> [Extracted information]:
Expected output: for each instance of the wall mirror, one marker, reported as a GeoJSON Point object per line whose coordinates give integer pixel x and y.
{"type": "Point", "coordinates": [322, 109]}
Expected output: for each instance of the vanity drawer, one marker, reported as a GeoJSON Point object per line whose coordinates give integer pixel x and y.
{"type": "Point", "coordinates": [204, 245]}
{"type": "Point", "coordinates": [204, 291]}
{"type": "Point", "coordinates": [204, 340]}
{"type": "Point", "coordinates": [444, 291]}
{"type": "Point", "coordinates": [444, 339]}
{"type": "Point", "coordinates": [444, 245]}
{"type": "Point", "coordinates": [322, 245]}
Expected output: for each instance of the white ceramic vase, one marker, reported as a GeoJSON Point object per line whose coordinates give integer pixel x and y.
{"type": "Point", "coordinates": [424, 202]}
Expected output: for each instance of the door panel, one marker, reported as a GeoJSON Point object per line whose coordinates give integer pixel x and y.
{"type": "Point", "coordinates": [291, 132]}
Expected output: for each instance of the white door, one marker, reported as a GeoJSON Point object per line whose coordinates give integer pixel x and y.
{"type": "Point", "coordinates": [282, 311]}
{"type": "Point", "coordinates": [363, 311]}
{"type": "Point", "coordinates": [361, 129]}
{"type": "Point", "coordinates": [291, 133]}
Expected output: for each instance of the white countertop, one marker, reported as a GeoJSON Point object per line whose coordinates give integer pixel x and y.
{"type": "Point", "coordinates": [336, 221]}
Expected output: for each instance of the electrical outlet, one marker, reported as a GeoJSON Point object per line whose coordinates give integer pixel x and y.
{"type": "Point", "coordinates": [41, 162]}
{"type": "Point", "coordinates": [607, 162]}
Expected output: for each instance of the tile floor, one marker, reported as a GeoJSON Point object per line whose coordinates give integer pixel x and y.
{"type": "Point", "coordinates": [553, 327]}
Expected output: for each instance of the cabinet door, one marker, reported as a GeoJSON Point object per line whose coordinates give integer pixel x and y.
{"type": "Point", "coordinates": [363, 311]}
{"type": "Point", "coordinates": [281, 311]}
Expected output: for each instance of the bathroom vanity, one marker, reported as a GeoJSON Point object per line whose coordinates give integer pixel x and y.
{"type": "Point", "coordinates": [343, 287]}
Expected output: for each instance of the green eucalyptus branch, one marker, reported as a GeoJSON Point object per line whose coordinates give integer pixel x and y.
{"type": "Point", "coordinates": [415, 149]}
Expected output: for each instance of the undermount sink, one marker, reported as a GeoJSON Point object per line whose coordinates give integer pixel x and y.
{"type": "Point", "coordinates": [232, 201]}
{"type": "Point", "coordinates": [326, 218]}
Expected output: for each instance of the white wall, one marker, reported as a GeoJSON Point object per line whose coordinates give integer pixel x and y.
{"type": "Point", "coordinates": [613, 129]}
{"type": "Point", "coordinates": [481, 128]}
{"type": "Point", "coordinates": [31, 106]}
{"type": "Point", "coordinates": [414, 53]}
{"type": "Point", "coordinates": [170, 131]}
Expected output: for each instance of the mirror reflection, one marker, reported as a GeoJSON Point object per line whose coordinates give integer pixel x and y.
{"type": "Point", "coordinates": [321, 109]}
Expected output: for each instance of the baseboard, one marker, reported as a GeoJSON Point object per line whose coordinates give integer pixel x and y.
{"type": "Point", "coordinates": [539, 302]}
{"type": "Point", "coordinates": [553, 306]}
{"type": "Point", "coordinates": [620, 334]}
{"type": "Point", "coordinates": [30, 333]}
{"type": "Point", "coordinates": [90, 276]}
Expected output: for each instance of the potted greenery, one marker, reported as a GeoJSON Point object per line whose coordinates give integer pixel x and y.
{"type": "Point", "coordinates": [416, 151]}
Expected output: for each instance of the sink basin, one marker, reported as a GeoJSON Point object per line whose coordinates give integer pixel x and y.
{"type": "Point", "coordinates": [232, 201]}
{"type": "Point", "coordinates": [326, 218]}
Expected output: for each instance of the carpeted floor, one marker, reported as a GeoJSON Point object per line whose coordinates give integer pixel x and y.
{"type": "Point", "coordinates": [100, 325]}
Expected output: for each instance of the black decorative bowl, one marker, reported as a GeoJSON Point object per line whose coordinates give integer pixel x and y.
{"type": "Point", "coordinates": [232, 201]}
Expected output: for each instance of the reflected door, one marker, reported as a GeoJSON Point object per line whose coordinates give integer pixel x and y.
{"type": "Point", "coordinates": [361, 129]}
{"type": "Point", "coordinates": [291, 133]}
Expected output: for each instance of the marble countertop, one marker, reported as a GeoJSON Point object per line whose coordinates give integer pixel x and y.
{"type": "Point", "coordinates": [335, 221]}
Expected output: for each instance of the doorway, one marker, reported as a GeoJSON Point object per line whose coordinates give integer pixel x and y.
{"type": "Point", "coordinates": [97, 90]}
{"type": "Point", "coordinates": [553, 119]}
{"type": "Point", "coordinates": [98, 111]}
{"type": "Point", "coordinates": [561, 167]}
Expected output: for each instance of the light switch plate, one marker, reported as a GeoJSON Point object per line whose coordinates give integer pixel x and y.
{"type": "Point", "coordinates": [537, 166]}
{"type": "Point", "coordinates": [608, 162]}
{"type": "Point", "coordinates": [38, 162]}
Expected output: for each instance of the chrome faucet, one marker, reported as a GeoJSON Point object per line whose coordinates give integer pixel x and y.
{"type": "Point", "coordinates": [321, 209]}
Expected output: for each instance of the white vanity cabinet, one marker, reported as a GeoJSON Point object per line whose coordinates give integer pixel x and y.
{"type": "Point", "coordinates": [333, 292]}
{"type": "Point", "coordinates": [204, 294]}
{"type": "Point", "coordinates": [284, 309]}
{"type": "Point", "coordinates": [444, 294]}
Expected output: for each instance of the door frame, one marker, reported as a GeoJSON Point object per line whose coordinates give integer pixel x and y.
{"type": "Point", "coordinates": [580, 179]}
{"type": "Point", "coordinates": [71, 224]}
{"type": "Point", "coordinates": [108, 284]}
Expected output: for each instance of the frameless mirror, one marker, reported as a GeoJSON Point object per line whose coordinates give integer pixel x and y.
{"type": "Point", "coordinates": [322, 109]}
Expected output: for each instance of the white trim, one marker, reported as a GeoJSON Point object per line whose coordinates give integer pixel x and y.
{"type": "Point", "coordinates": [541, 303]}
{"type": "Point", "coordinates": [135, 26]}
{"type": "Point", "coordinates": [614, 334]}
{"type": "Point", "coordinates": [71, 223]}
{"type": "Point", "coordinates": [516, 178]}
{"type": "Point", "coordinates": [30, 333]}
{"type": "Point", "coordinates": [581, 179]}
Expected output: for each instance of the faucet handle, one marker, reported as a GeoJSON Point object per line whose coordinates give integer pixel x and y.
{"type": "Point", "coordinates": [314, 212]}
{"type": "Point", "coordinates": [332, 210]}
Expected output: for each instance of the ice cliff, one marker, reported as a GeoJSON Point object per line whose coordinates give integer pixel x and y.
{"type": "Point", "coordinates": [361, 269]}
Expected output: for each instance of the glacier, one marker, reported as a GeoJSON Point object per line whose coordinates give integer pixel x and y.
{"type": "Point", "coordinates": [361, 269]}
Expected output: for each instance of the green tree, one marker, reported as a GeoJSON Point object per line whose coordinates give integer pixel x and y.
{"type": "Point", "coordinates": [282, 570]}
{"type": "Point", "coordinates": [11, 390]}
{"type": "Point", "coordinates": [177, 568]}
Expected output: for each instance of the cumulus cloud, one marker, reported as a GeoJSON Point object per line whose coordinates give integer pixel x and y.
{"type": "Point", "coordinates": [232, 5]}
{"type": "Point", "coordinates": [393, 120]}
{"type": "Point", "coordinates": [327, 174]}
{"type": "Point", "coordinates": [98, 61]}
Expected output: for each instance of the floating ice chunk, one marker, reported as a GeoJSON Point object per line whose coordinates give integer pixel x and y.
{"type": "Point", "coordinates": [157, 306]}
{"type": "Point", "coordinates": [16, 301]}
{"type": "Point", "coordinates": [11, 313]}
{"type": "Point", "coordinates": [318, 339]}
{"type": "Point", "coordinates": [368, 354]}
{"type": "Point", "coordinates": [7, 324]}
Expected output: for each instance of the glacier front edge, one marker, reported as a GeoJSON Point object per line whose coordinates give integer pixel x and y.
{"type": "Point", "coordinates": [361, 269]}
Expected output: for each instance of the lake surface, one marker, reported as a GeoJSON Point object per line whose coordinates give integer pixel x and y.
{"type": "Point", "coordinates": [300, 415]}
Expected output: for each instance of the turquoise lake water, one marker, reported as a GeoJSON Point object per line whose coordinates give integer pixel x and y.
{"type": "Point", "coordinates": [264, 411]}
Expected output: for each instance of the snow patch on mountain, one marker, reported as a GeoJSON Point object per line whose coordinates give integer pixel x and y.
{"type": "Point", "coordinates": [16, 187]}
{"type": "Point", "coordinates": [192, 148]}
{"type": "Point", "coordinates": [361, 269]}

> [Problem to solve]: Extract, exactly, the lines above that begin at the line containing "Expected output: for each instance of the glacier front" and end at the final line of the records; add no other text.

> [Written response]:
Expected output: for each instance of the glacier front edge, one marker, reported as a GeoJSON Point object per line whose coordinates give integer pixel x and y.
{"type": "Point", "coordinates": [361, 269]}
Expected output: for each instance of the lake surface, one marker, reported as a GeoJSON Point object per line whose coordinates give integer pixel x and y.
{"type": "Point", "coordinates": [300, 415]}
Expected output: for each instance of the turquoise lake water, one marker, reported as a GeoJSON Point object per line whose coordinates give integer pixel x and y.
{"type": "Point", "coordinates": [264, 411]}
Expected output: for each instance of the snow patch on mountain, one marker, reported as a GeoJSON Point object per line whose coordinates give integer pixel x and y.
{"type": "Point", "coordinates": [16, 187]}
{"type": "Point", "coordinates": [192, 148]}
{"type": "Point", "coordinates": [361, 269]}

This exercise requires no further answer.